━━━━━ Artikel
Setidaknya dua tahun belakangan, makin sering kawan atau kolega kita mengirim pesan WhatssApps (WA) atau ‘pengumuman’ di facebook, “Maaf akun facebook saya di-hacked. Kalau ada yang menggunakan akun dan foto profil untuk sebar gambar tak senonoh atau meminta sesuatu, itu bukan saya”. Begitu juga di aplikasi WA. Modusnya sama: meretas nomor WA, dipakai untuk melakukan kejahatan penipuan online. Mengapa hal itu kini mudah terjadi?
“Belum kuat kesadaran dan kecakapan literasi digital dari warganet dan pemakai ponsel pintar untuk melindungi data pribadi di ponsel dari ancaman penjahat online yang setiap saat mengancam,” ungkap Tresno Sakti Herwanto, dosen Fisip Universitas Parahyangan Bandung, saat tampil mengawali webinar bertajuk ”Mengenal Pengaturan Proteksi Data pada Era Digital” untuk warga Kabupaten Sragen, Jawa Tengah, 28 Juni lalu.
Pemicunya terkadang diawali dari hal sepele. Misal, ada ibu-ibu mengantar anak sekolah hari pertama, berfoto selfie lalu diposting di Instagram. Tampak mobil baru dengan plat nomor polisinya. Malah terkadang dipamerin alamat dan share loc-nya. Atau, ada yang iseng posting membandingkan foto KTP dengan foto zaman muda, gantengan mana? “Nah, perilaku dunia nyata di ranah publik yang didigitalkan ini datanya nyangkut. Data pribadi itulah yang jadi pintu masuk para hacker masuk untuk ngerjain kita, sekaligus pintu masuk kejahatan online,” ujar Sakti, sapaan karib Ketua Program Studi Administrasi Publik UI itu
Hal lain, semisal kita curhat di ruang publik, “Aaah, utangku banyak nih.” Bisa jadi, itu dijadikan bahan bagi penjahat fintech untuk menawari pinjaman online abal-abal. Mereka nawari kredit mudah dan cepat dengan syarat cuma kirim KTP, lalu minta data pribadi yang krusial.
“Bukannya dapat kredit cepat, malah bisa-bisa akun bank kita dikerjai. Sudah banyak kasus begitu. Jangan mudah percaya dan gampang berbagi data pribadi seperti nama, alamat, nama ibu kandung, itu properti penting untuk dijaga di zaman sekarang, di era digital,” ujar Sakti, tegas.
━━━━━━━━━━
**Tujuan a**
Jawab pertanyaan berikut berdasarkan artikel tentang perlindungan data pribadi di atas:
(i) Webinar itu diadakan untuk warga kabupaten mana?
(ii) Apa syarat yang diminta penawar pinjaman online abal-abal menurut artikel?
(iii) Apa saja tiga contoh data pribadi yang disebut di paragraf terakhir?
━━━━━ Isi Data
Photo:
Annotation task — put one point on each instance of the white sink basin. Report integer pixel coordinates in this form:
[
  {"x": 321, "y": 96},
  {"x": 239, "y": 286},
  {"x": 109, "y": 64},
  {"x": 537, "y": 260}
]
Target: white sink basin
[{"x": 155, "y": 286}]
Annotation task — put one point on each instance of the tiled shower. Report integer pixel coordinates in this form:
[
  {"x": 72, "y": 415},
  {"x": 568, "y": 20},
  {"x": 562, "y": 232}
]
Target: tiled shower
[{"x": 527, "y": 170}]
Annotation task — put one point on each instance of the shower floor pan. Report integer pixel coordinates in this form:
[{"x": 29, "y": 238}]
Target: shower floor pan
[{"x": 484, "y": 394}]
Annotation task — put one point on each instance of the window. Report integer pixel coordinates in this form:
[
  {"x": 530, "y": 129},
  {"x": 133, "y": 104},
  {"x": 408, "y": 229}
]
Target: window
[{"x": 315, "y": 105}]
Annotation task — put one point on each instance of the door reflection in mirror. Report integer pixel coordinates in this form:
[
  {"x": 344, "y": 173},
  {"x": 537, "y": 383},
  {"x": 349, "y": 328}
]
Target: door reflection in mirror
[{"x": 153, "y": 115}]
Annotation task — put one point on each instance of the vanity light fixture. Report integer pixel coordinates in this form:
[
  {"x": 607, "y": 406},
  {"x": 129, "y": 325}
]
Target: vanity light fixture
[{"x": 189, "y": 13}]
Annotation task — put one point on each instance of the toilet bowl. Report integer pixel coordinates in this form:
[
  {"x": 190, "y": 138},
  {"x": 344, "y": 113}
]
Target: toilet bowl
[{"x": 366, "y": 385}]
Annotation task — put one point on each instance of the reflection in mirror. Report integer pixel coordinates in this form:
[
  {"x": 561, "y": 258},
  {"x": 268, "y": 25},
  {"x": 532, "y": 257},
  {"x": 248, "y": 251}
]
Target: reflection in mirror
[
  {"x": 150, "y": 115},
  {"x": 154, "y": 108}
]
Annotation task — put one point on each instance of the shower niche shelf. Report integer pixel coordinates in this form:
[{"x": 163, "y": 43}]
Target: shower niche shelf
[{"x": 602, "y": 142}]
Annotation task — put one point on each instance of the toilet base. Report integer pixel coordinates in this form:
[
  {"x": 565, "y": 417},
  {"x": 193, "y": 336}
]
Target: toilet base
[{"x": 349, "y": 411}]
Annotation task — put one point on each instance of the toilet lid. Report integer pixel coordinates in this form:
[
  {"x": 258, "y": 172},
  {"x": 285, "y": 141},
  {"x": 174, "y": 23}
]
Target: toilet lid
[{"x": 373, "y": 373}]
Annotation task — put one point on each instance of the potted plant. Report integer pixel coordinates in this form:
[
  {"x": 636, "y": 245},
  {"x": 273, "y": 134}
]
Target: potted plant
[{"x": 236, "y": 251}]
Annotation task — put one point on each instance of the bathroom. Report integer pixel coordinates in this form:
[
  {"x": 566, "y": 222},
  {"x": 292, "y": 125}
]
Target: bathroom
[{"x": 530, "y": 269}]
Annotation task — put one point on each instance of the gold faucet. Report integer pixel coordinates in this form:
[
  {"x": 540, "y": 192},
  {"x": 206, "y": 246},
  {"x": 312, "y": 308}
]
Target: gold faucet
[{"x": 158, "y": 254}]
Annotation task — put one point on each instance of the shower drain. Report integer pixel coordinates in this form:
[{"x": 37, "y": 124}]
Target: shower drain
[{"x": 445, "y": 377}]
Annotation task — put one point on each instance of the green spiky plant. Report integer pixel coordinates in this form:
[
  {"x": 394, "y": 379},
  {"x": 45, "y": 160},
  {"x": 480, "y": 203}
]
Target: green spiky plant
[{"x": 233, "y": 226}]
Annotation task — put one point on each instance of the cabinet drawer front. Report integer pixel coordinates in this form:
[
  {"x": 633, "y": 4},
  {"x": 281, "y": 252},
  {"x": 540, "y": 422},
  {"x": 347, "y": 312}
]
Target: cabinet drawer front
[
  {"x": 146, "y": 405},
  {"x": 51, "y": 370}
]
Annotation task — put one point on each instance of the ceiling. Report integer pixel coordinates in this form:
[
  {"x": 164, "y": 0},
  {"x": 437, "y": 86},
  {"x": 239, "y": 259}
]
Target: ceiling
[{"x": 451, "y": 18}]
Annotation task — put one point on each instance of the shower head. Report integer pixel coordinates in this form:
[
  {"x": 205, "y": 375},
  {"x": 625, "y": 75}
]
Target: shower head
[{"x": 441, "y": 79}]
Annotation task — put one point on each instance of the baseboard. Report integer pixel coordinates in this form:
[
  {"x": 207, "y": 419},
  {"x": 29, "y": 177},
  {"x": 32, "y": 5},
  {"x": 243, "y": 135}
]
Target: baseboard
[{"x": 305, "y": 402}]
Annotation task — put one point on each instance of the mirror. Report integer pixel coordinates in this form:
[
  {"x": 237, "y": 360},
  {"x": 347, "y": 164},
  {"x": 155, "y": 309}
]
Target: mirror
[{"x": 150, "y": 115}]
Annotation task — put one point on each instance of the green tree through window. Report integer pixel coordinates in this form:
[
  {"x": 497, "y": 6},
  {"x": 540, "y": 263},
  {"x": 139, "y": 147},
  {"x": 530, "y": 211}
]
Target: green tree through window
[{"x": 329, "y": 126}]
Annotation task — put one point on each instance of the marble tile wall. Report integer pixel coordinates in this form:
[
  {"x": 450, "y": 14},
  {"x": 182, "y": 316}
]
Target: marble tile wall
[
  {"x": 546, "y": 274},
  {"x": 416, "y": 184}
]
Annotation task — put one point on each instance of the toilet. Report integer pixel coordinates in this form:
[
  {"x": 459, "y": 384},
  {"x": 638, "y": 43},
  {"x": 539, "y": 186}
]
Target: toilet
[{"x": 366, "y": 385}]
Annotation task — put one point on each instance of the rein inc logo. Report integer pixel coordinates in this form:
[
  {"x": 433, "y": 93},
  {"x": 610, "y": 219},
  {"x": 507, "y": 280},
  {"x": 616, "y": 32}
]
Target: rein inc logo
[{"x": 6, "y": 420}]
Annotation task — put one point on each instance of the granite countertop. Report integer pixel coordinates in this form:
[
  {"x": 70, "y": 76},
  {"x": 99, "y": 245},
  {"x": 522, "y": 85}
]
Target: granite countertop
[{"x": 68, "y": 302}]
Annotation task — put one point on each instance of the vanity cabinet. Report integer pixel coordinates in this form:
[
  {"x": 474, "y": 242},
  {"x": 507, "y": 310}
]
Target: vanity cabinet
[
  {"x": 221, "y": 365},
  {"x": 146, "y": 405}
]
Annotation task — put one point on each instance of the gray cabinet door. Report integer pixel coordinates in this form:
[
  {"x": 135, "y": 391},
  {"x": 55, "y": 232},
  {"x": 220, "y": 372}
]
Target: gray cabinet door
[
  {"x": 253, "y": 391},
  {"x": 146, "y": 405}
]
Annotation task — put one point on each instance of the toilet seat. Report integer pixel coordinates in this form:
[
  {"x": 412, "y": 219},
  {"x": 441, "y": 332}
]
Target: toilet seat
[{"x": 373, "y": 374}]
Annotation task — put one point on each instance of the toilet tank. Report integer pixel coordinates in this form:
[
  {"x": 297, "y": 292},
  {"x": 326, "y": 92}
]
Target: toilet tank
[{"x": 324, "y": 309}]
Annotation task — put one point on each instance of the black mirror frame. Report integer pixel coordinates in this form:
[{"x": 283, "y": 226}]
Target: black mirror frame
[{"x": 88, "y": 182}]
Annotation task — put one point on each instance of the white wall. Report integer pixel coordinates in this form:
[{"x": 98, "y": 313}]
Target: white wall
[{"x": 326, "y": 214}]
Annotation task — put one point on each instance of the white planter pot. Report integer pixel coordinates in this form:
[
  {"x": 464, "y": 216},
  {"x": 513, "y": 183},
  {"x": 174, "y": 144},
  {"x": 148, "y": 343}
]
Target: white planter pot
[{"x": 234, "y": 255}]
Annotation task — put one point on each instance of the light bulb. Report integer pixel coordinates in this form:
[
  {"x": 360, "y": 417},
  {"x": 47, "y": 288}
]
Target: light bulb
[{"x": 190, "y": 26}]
━━━━━━━━━━
━━━━━ Isi Data
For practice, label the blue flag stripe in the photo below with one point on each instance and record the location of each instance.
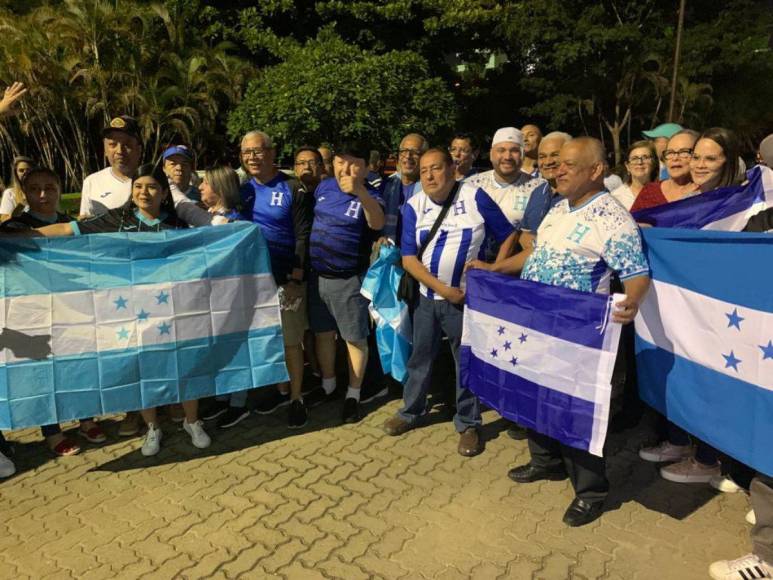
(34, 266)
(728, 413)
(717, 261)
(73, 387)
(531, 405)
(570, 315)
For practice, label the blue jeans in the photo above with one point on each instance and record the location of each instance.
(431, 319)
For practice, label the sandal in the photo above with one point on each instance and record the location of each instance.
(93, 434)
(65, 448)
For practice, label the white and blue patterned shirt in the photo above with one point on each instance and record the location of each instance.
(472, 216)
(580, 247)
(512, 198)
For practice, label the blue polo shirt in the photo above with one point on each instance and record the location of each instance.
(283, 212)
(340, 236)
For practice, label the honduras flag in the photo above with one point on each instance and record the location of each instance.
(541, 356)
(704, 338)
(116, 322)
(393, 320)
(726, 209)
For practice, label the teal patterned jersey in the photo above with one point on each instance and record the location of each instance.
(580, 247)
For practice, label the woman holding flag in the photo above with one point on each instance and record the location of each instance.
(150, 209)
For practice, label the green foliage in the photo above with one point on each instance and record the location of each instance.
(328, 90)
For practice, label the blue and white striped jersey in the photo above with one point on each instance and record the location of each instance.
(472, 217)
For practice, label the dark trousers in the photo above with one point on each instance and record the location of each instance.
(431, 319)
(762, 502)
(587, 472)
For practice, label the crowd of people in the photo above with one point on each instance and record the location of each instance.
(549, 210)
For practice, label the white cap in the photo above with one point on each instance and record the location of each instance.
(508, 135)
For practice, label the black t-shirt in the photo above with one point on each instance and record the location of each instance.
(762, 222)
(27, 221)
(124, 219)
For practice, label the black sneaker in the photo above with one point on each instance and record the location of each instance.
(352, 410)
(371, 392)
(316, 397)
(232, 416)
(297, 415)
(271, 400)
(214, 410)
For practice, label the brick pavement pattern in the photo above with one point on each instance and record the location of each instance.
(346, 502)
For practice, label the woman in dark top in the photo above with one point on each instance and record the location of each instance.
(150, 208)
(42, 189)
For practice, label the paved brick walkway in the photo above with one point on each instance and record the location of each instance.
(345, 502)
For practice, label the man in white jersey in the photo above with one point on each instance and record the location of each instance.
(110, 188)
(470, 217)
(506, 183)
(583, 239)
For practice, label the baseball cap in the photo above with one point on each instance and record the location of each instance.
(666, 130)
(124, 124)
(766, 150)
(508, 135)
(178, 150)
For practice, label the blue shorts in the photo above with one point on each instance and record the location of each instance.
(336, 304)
━━━━━━━━━━
**Tujuan b**
Laporkan semua baris yang memuat kata "gray".

**Jawaban Tugas a**
(i) Kabupaten Sragen, Jawa Tengah.
(ii) Cuma kirim KTP.
(iii) Nama, alamat, dan nama ibu kandung.

**Jawaban Tugas b**
Annotation task — put one point on each instance of the gray cabinet door. Report integer pixel coordinates in this form:
Target: gray cabinet door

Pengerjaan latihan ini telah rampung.